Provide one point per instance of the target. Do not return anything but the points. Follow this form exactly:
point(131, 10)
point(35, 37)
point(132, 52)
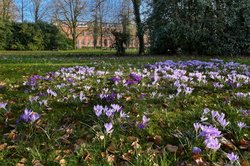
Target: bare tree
point(7, 10)
point(39, 9)
point(68, 13)
point(139, 25)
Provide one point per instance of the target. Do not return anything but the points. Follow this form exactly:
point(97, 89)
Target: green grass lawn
point(68, 130)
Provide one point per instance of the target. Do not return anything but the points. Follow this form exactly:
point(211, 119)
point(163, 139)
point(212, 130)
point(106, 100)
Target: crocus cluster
point(29, 116)
point(3, 105)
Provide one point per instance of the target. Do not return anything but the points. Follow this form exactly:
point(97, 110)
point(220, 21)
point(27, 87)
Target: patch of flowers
point(127, 96)
point(208, 129)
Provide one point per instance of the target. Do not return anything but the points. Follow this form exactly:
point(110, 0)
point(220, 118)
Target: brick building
point(85, 34)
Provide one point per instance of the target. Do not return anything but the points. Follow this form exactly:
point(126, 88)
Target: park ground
point(159, 129)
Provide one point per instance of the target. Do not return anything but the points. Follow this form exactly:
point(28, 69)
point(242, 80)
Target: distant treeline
point(31, 36)
point(211, 27)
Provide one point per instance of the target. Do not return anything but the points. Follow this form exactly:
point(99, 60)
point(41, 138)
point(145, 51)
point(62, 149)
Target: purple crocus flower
point(116, 107)
point(98, 110)
point(241, 125)
point(116, 79)
point(144, 122)
point(34, 116)
point(209, 131)
point(26, 115)
point(109, 112)
point(196, 150)
point(197, 126)
point(214, 114)
point(123, 115)
point(108, 127)
point(135, 77)
point(232, 157)
point(221, 119)
point(212, 143)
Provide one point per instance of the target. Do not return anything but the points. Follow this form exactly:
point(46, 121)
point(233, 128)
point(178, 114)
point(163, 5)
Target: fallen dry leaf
point(227, 143)
point(171, 148)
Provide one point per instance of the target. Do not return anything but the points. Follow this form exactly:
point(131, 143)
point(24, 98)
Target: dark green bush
point(203, 27)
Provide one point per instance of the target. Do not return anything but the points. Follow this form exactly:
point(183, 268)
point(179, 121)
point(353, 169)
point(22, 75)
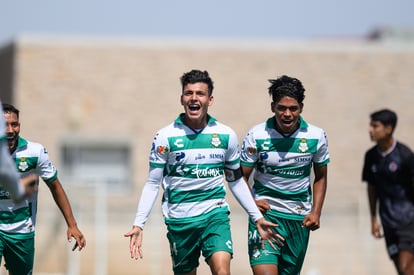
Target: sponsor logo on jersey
point(23, 166)
point(179, 143)
point(162, 150)
point(216, 156)
point(303, 146)
point(206, 172)
point(393, 166)
point(179, 156)
point(200, 156)
point(251, 150)
point(303, 159)
point(215, 140)
point(299, 209)
point(264, 156)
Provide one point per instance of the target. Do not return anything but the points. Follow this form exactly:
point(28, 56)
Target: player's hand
point(376, 229)
point(267, 233)
point(135, 242)
point(263, 205)
point(74, 232)
point(311, 221)
point(29, 184)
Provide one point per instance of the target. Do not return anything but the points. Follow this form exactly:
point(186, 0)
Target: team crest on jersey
point(251, 150)
point(256, 252)
point(215, 140)
point(303, 146)
point(393, 166)
point(162, 150)
point(23, 166)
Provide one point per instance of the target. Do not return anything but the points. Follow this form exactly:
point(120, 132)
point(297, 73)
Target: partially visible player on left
point(17, 220)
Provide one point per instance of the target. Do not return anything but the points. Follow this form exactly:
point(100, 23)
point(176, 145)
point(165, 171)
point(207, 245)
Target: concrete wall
point(128, 89)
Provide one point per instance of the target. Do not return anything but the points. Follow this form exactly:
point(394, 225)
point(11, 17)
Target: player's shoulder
point(221, 126)
point(314, 128)
point(32, 147)
point(33, 144)
point(404, 150)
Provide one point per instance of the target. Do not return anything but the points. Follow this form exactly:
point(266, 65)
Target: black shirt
point(393, 177)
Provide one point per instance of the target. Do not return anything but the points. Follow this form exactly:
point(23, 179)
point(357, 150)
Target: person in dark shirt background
point(389, 172)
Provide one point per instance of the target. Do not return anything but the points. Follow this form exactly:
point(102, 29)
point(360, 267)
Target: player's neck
point(386, 144)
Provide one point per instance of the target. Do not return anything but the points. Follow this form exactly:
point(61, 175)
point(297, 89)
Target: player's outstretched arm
point(62, 202)
point(266, 229)
point(135, 242)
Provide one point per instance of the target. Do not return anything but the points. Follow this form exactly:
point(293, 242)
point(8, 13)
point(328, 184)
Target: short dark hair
point(8, 108)
point(286, 86)
point(195, 76)
point(386, 117)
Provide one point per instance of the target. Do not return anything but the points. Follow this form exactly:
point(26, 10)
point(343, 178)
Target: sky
point(245, 19)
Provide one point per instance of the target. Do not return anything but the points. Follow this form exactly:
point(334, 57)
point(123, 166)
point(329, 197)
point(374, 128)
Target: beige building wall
point(126, 90)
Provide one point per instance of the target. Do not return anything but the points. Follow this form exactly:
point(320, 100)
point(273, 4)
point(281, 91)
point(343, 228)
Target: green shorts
point(188, 240)
point(18, 252)
point(289, 258)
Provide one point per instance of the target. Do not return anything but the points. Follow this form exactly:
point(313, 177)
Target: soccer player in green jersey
point(18, 220)
point(17, 189)
point(191, 157)
point(282, 151)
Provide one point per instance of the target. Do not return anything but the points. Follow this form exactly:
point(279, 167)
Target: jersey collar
point(180, 119)
point(270, 123)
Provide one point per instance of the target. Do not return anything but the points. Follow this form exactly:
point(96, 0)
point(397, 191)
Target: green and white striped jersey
point(193, 163)
point(20, 218)
point(283, 165)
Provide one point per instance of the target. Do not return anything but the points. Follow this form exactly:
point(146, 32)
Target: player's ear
point(272, 107)
point(210, 101)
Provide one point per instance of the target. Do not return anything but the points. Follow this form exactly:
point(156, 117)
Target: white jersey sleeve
point(148, 196)
point(232, 159)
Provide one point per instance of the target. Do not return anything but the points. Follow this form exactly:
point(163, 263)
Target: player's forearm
point(63, 203)
point(242, 194)
point(9, 178)
point(319, 190)
point(148, 196)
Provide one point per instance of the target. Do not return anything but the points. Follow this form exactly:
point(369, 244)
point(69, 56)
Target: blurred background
point(95, 80)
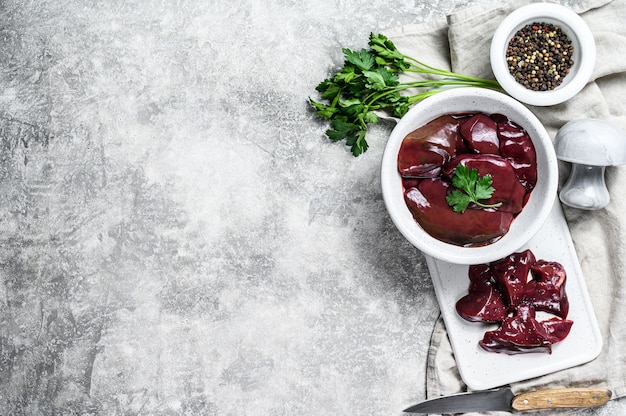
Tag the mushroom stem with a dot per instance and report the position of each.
(585, 188)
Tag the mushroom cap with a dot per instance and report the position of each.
(592, 142)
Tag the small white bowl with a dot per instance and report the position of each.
(572, 25)
(536, 210)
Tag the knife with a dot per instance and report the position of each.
(503, 399)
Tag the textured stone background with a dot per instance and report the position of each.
(177, 236)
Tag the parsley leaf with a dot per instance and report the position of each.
(471, 188)
(369, 83)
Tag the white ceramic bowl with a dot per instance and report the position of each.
(572, 25)
(536, 210)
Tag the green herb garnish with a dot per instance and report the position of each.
(471, 188)
(368, 82)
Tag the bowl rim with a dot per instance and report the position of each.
(537, 208)
(574, 27)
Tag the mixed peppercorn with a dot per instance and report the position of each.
(539, 56)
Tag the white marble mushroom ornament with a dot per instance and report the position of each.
(590, 145)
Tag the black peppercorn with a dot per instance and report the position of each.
(539, 56)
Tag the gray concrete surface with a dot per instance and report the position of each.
(177, 236)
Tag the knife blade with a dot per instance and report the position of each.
(503, 399)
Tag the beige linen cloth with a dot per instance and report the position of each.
(461, 43)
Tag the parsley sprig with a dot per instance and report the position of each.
(368, 82)
(471, 188)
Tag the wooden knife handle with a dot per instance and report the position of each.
(560, 398)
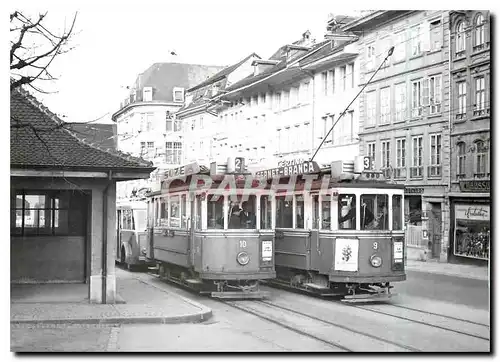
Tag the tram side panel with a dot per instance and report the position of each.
(351, 259)
(171, 246)
(219, 256)
(293, 249)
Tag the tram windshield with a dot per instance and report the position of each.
(242, 213)
(140, 219)
(374, 212)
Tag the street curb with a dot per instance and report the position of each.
(187, 318)
(447, 274)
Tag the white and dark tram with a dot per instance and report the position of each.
(340, 231)
(210, 231)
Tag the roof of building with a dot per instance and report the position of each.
(39, 139)
(163, 77)
(105, 135)
(281, 65)
(224, 72)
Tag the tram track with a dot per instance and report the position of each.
(423, 322)
(272, 318)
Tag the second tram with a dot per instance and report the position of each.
(340, 230)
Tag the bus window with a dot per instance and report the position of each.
(347, 212)
(175, 212)
(299, 211)
(242, 213)
(284, 212)
(184, 212)
(215, 214)
(265, 212)
(198, 213)
(373, 213)
(326, 212)
(397, 212)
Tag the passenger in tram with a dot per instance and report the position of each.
(247, 218)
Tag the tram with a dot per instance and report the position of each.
(339, 231)
(210, 230)
(131, 233)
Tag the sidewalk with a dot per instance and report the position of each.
(144, 303)
(458, 270)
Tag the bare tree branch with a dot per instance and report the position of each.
(31, 64)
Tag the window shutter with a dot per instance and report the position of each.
(425, 93)
(425, 31)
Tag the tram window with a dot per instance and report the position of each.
(397, 212)
(183, 211)
(242, 213)
(315, 212)
(265, 212)
(284, 212)
(163, 213)
(299, 211)
(326, 212)
(373, 213)
(347, 211)
(215, 214)
(175, 212)
(198, 212)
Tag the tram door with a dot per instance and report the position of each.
(192, 226)
(315, 242)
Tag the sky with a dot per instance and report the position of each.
(115, 41)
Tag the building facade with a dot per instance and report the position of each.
(286, 107)
(404, 124)
(146, 123)
(199, 123)
(469, 195)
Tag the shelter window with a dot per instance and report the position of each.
(215, 214)
(48, 213)
(374, 212)
(284, 212)
(347, 212)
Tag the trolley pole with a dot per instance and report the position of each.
(389, 53)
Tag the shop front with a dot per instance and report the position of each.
(470, 224)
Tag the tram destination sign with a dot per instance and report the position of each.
(185, 170)
(290, 168)
(475, 186)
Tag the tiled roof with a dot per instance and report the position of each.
(224, 72)
(39, 139)
(100, 133)
(163, 77)
(281, 65)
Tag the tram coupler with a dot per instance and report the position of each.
(241, 295)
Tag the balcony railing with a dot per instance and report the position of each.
(434, 171)
(416, 171)
(400, 172)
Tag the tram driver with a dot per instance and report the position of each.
(247, 218)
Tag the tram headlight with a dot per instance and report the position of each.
(243, 258)
(375, 261)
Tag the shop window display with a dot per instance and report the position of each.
(472, 231)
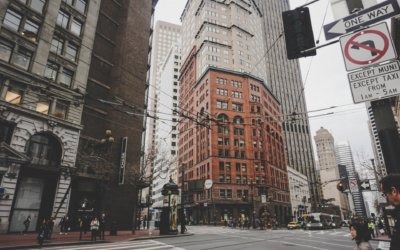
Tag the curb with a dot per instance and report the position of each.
(74, 243)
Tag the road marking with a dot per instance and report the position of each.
(296, 244)
(318, 241)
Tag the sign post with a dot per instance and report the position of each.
(361, 19)
(366, 47)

|---|

» Challenge
Convert the records from the line with "Tag the shop window" through the end into a two-column CSV with the header instruction,points, one row per record, each field quoted and line breaks replaced by spaces. Leave the pictures out.

» Response to this task
instruction,points
"Tag the shop window display with a dot per instance and report the position of each.","(472, 231)"
"Tag the curb with a dot per instance and report the position of each.","(74, 243)"
"Tag the road marking with a dot per instance and report the position of each.","(296, 244) (318, 241)"
"Tag the sign post with a dot per instance and report the position of each.","(361, 19) (366, 47)"